Written exercise A: In the review thread, what name is given to the process in which the PCC delegates an empty LSP to the PCE and waits for a PCUpd without sending a PCReq?

I don't think the PCC "probes the network" in this case. I think the PCC asks 
questions to the PCE. 

[MK] Maybe "probe the topology"? [/MK]

---

3.3

   The PCC MAY delegate an empty LSP to the PCE and then wait for the
   PCE to send PCUpd, without sending PCReq.  We shall refer to this
   process as "stateful bringup".  The PCE MUST support the original
   stateless bringup, for backward compatibility purposes.  Supporting
   stateful bringup should not require introducing any new behavior on
   the PCE, because as mentioned earlier, the PCE MUST NOT modify LSP-DB
   state based on PCReq messages.  So whether the PCE has received a
   PCReq or not, it MUST process the PCRpt all the same.

OK. This is your description of new behaviour. You need to do two things:
1. In this section, turn this into an abstract description of the function.
2. Move the new BCP 14 description into a new section and flag it as "new 
behaviour that updates 8231".

[MK] Yes, thanks. [/MK]

Missing from this description is how the PCE decides to:
- do a path computation
- set this LSP's oper status to up
- send a PCUpd

[MK] I think these are all "same as before", no? [/MK]

I *think* that you are using the "empty" ERO as the trigger. But I would note 
that, per RFC 3209, the ERO is optional. I don't know that optional and 
present-but-empty are easy to distinguish. Perhaps that doesn't matter because 
after delegation the PCE will determine what path it wants and will supply an 
ERO. 

[MK] I will clarify "no ERO/empty ERO". [/MK]

I would question why the PCC doesn't send "oper up" with a null ERO to be the 
trigger. This would be more consistent with the PCC's desire to have the LSP 
transition to active.

[MK] I believe the oper state is not "desired oper state", right? [/MK]

---

In 3.4 and 3.5 I am confused about delegation since you don't show the D-flag.

Given data:

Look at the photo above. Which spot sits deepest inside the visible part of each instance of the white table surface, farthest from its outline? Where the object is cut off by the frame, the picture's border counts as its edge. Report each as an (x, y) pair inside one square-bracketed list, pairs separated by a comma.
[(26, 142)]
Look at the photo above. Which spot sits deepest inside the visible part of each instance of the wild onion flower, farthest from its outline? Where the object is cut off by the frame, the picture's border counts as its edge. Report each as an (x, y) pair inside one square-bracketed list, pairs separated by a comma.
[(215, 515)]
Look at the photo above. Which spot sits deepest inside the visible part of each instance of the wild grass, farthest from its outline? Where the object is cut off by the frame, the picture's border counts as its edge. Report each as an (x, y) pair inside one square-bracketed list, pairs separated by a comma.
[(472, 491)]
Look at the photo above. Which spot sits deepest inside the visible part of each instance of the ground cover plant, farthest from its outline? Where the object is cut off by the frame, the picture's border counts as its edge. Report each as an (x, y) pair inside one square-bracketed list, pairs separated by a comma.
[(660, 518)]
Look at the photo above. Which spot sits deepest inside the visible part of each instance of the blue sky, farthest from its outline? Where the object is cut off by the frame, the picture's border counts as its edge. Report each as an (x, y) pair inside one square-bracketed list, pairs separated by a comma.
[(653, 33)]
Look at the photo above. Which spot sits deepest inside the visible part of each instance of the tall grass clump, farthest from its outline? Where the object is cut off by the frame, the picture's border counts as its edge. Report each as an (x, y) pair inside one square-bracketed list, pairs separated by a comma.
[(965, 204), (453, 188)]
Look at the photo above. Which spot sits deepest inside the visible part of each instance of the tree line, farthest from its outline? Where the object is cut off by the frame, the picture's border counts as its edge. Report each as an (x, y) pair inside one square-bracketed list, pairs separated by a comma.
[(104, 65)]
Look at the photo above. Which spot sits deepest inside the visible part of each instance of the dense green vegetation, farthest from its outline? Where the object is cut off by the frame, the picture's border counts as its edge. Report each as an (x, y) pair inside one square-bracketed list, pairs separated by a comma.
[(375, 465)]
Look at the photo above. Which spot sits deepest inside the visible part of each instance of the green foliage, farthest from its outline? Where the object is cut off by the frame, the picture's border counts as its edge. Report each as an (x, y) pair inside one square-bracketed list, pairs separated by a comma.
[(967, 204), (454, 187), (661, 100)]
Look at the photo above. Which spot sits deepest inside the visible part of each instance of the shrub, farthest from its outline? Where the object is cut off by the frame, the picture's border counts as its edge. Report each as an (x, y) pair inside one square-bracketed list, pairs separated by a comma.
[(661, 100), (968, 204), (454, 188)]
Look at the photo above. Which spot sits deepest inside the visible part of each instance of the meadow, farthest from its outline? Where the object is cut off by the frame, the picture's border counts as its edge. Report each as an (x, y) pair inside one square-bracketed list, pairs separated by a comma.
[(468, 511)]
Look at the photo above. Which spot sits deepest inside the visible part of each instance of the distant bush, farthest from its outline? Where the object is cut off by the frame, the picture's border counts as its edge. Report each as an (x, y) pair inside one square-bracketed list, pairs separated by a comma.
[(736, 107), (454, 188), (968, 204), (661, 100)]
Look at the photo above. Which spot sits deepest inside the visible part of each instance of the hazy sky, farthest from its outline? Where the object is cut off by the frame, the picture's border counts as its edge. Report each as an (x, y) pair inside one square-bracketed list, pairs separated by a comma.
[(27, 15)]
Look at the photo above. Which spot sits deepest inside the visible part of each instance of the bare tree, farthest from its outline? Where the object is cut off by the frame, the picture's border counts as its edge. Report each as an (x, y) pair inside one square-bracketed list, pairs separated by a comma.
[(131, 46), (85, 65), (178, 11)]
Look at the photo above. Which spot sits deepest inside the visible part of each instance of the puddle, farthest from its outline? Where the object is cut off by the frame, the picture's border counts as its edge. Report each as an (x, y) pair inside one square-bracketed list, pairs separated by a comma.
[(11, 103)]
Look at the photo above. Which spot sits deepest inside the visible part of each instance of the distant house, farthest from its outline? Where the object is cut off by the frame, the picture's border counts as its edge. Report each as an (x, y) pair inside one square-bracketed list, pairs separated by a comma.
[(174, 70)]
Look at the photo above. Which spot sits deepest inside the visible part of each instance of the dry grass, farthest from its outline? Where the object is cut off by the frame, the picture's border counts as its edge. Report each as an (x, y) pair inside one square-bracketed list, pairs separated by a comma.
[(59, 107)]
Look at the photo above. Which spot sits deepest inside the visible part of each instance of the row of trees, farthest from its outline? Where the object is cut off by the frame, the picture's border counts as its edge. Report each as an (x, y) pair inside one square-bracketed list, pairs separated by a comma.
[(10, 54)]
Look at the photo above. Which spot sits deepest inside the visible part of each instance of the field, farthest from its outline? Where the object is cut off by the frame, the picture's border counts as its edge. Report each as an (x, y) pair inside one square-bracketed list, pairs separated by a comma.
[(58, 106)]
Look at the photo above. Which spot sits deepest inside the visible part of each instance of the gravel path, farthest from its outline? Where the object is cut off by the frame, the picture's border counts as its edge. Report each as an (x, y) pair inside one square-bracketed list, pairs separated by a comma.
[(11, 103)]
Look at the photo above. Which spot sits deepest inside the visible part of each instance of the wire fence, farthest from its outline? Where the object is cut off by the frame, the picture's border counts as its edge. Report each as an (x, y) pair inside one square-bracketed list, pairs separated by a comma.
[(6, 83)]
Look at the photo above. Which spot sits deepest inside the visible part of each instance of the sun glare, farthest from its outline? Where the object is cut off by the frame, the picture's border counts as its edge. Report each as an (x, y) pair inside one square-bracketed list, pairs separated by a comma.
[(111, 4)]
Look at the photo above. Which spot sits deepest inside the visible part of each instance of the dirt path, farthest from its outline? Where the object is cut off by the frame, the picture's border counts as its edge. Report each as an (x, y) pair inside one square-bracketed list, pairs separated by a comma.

Written exercise B: Rescale the entries from the line containing "of the bare" down through the line containing "[(59, 107)]", including both of those lines. Write out every line in that range, requests included, with each coordinate in the answers multiplied by 0.35 and rounded to a whole number, halves rounded up.

Task result A: Stateful bringup.

Task result B:
Look at the photo above. Which spot sits deepest inside the visible part of each instance of the bare tree, farthest from its outline? Where the object is cut off by the frame, the picture's border counts as its edge. Report each as an (x, y) pair inside one square-bracketed list, pairs separated by a comma.
[(46, 16), (30, 23), (62, 4)]
Look at the photo above. Which spot sits deepest inside the visible part of each instance of the puddle, farthest from its outline? Where the object is cut off by the frame, the picture's border counts as its edge. Report each as an (x, y) pair inside one square-bracketed list, pairs separated by a comma.
[(4, 36)]
Look at the photo above. Which spot sits deepest inside the visible part of each instance of the distant house, farthest from its outline? Where the object is cut off by the frame, the picture's border counts as its edge. Report each as an (x, y) pair inside one square-bracketed list, pairs separated by a comma.
[(61, 25)]
Look at the photo above. Which spot sits deepest inside the visible part of each instance of the dry grass, farthest from its outline? Where the object is cut off by the frame, the picture's border counts as its edge. Report each as an (x, y) pair inside one square-bracketed list, pairs separated by a comma.
[(21, 37)]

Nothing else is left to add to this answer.